**Problem set**
• 1. In the lumbar fusion summary, how many people were randomized in the trial, and in what ratio?
• 2. Pick up the summary on lumbar fusion for chronic low back pain right after its last sentence and keep writing it.

**Passage shown**
Am Fam Physician. 2016;94(11):937
Clinical Question
Is lumbar fusion effective for patients with chronic low back pain?
Bottom Line
This trial is a good example of how to do just about everything wrong to get the results you want. The authors did not conceal allocation, did not mask anyone in the study, used an unvalidated and subjective primary outcome, and downplayed the intention-to-treat analysis. Funding for the original study came from industry, and the authors have numerous conflicts of interest. Two other trials in the United Kingdom and Norway found no benefit to lumbar fusion, and the results of this study are consistent with those findings, despite what the authors conclude. (Level of Evidence = 2b)
Synopsis
This is an important question—one not without controversy. This study reports a mean 12.8 years of follow-up from a trial that randomized 294 persons with severe chronic low back pain in a 3:1 ratio to lumbar fusion or physical therapy. This report provides almost no detail about the authors' methods, but a look at their earlier publication reveals that outcome assessors (and, obviously, patients) were not masked to treatment assignment. The earlier report, after two years of follow-up, showed generally favorable results for surgery. Approximately 20% of patients in each group died or were lost to follow-up.

**Material shown**
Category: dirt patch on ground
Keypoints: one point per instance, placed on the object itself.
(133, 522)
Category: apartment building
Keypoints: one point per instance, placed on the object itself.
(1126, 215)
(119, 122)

**Numbered responses**
• 1. 294 people, in a 3:1 ratio to lumbar fusion or physical therapy.

• 2.
In the long-term results, using intention-to-treat analysis, there is no difference between groups for any outcome, including the patient's global assessment of back pain score, the Oswestry Disability Index score, a visual analog scale for pain score, pain medication use, pain frequency, or employment status. The authors also report an as-treated analysis, which counts the 19 of 72 patients who crossed over to surgery as if they had originally been assigned to surgery (they were not), and they report a per-protocol analysis, which ignores patients who crossed over or were lost to follow-up. Both of these analyses found an improvement in the patient's global assessment score with surgery but failed to find improvement in any other outcomes. On the basis of the single outcome of global assessment score in the more biased analyses, the authors' conclusion is that surgery should be considered effective. An accompanying editorial, which strongly disagrees with the authors, begins with the snide headline: Consensus at last... fusion is no better than nonoperative care in improving pain and disability in chronic low back pain.
Study design: Randomized controlled trial (nonblinded)
Funding source: Industry
Allocation: Unconcealed
Setting: Outpatient (specialty)
Reference: HedlundRJohanssonCHaggOFritzellPTullbergTThe long-term outcome of lumbar fusion in the Swedish lumbar spine study. Spine J2016;16(5):579–587.